[VOTRE TÂCHE]: Relevez chaque ligne des entrées ci-dessous qui contient la chaîne « wing ».

───── ENTRÉES RÉPERTORIÉES ─────

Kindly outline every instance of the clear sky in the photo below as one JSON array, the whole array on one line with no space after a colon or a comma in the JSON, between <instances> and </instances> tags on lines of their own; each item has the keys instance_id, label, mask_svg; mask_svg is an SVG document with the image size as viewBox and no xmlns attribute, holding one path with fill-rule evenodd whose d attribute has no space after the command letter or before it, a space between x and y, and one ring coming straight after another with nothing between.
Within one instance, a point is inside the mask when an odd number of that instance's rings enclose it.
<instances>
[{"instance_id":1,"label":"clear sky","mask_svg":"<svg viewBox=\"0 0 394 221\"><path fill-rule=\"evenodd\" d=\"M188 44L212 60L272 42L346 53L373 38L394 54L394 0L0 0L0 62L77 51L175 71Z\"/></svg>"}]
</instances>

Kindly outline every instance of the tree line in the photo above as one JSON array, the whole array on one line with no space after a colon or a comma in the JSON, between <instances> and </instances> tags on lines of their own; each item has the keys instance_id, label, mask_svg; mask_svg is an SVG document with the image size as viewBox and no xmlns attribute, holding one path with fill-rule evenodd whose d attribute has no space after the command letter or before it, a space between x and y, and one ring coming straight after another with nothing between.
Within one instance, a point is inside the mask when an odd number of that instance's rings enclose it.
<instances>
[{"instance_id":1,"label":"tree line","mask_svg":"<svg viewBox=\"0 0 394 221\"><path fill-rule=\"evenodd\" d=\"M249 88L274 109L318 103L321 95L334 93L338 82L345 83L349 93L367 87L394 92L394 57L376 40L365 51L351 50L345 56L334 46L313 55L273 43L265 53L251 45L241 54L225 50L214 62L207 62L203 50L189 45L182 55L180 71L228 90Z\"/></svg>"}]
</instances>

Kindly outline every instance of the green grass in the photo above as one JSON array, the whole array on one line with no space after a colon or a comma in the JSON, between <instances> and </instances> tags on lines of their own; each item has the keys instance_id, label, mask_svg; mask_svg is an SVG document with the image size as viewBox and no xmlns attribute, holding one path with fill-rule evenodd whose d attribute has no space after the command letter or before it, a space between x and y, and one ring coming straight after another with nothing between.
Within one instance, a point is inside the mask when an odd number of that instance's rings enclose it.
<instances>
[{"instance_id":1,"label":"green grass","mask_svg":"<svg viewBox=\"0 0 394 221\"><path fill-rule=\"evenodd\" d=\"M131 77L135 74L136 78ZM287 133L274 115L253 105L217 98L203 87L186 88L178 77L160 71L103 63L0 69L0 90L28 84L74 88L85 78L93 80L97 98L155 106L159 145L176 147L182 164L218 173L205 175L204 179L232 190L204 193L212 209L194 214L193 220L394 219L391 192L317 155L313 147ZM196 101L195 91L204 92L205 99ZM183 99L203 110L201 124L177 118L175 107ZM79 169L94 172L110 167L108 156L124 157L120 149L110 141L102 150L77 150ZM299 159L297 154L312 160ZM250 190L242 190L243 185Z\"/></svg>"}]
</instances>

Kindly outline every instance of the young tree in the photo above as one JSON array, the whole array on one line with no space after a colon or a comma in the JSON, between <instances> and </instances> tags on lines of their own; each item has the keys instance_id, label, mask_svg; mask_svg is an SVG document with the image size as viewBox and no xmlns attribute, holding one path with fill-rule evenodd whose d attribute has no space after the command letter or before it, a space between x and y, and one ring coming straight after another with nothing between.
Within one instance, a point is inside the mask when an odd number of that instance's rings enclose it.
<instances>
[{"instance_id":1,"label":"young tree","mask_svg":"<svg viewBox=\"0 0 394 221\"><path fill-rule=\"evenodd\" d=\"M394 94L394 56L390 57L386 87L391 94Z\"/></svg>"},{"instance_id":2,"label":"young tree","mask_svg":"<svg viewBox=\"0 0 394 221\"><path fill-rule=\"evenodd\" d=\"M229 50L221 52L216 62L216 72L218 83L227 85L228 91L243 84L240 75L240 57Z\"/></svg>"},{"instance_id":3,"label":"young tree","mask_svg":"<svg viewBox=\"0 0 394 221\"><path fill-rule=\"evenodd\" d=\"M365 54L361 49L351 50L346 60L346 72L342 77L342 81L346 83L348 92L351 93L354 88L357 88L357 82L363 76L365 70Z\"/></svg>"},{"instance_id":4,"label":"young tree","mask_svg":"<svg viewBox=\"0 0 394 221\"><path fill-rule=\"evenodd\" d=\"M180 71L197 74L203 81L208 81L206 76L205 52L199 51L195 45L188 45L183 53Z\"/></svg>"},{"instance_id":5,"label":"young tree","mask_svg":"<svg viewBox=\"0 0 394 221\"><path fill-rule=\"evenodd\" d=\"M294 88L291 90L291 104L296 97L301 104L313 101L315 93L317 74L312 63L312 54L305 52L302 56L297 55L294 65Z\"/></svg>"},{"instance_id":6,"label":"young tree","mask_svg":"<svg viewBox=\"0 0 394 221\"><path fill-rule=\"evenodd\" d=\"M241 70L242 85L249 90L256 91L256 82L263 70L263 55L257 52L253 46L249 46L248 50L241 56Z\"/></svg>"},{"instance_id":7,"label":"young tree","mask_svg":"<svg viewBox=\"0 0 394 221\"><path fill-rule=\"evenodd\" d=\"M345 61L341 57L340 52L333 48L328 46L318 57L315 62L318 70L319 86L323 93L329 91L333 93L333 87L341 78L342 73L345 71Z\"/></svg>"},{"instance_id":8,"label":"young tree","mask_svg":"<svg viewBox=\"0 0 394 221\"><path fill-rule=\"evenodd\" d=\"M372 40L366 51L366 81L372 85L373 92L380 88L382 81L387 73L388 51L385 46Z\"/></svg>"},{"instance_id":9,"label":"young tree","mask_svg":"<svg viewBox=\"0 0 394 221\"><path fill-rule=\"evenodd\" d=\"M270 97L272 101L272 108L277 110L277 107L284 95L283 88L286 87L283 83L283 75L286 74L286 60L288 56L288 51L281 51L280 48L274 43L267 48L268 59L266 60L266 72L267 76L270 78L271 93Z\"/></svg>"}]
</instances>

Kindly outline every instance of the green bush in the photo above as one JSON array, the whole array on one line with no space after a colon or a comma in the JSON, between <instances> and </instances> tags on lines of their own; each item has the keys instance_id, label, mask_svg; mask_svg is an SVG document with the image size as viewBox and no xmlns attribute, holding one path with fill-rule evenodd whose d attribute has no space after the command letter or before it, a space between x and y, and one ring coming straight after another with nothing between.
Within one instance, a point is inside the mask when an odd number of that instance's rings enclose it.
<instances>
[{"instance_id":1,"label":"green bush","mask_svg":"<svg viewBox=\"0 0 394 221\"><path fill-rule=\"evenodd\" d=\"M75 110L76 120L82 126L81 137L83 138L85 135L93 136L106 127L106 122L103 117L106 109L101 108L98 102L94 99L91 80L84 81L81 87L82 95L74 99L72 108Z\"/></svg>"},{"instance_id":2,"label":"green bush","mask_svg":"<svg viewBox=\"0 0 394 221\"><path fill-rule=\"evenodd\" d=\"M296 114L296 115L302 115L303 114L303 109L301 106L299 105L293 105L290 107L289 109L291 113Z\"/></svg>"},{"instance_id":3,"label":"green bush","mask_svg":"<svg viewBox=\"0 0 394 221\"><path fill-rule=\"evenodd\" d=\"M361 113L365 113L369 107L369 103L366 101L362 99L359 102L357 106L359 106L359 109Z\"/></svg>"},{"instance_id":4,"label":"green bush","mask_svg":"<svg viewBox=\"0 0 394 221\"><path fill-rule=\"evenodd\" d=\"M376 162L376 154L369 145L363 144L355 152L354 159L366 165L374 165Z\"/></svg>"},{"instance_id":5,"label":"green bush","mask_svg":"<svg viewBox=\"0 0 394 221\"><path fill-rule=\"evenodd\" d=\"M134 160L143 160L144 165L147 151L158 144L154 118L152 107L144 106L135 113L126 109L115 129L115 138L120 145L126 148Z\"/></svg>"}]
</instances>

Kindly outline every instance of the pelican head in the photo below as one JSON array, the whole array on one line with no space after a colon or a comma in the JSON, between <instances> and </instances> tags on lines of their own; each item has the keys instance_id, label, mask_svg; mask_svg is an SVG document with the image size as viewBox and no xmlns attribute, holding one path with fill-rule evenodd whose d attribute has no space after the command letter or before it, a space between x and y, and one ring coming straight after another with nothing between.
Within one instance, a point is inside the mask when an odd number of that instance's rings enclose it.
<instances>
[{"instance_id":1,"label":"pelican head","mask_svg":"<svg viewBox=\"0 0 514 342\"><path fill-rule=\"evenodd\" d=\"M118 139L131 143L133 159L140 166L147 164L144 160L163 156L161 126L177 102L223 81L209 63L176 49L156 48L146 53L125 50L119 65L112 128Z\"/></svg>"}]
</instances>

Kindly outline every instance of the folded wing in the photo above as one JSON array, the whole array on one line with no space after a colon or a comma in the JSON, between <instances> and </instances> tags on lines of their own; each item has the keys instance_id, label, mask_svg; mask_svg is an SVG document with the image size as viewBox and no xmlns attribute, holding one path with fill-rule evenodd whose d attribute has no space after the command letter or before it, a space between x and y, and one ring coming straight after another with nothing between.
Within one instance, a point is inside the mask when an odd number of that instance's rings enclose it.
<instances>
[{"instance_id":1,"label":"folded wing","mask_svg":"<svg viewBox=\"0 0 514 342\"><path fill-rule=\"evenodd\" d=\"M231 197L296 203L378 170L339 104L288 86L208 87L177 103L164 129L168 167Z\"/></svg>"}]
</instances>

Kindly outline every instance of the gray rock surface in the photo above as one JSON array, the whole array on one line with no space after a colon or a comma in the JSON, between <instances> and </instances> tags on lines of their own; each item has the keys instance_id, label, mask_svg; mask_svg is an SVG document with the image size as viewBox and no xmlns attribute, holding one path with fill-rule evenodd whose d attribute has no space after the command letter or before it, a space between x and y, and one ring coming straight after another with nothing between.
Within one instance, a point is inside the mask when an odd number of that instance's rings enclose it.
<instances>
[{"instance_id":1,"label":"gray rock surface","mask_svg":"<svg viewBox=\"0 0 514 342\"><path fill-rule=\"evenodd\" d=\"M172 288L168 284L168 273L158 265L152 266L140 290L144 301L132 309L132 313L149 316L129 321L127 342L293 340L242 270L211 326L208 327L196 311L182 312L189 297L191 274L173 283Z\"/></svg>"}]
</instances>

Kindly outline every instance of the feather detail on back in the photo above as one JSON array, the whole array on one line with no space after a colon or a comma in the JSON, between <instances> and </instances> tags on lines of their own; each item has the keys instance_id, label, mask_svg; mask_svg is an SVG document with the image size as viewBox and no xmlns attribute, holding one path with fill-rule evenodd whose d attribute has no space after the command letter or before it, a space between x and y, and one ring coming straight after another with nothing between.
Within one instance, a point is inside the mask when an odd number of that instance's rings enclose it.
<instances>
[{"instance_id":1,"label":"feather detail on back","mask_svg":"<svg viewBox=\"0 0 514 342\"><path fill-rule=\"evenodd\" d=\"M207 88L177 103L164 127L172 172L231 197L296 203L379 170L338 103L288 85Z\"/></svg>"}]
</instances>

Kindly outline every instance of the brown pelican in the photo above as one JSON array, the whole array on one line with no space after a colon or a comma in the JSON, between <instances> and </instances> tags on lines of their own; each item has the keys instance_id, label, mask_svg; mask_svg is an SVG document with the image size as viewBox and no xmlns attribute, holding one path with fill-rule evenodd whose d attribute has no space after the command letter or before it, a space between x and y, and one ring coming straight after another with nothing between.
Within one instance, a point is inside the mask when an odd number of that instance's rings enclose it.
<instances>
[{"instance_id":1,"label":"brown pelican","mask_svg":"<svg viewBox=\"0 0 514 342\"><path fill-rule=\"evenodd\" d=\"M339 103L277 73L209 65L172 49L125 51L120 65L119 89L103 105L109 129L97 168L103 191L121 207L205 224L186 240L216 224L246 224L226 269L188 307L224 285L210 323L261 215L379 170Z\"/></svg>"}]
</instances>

─────

[CORRIGÉ]:
Kindly outline every instance of the folded wing in the photo above as one JSON array, the whole array on one line with no space after a colon or a comma in the JSON, between <instances> and </instances> tags on lines of their own; each item has the keys instance_id, label, mask_svg; mask_svg is an SVG document with the image size as viewBox and no xmlns attribute, holding one path with fill-rule evenodd whose d attribute has no space after the command letter or before it, a space between x and y, and one ring coming straight after another with nothing between.
[{"instance_id":1,"label":"folded wing","mask_svg":"<svg viewBox=\"0 0 514 342\"><path fill-rule=\"evenodd\" d=\"M231 197L296 203L378 170L339 104L288 86L208 87L177 103L164 129L168 167Z\"/></svg>"}]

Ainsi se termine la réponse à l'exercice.